-- Start of Materials provided --
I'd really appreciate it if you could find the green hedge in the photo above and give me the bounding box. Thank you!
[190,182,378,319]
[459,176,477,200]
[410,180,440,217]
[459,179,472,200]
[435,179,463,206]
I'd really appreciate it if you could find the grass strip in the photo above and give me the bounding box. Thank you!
-- End of Materials provided --
Task to carry out => Shift every bounding box coordinate in the answers above up by 70, and write out the entire listing again with the requests left as they are.

Written answer =>
I'd really appreciate it if you could find the green hedge in the photo above and give me the bounding box. Thank you!
[260,252,448,389]
[529,246,547,270]
[480,250,510,287]
[529,249,542,270]
[505,249,533,276]
I'd really appreciate it if you could find the grass strip in the photo above and give me the bounding box. Thank you!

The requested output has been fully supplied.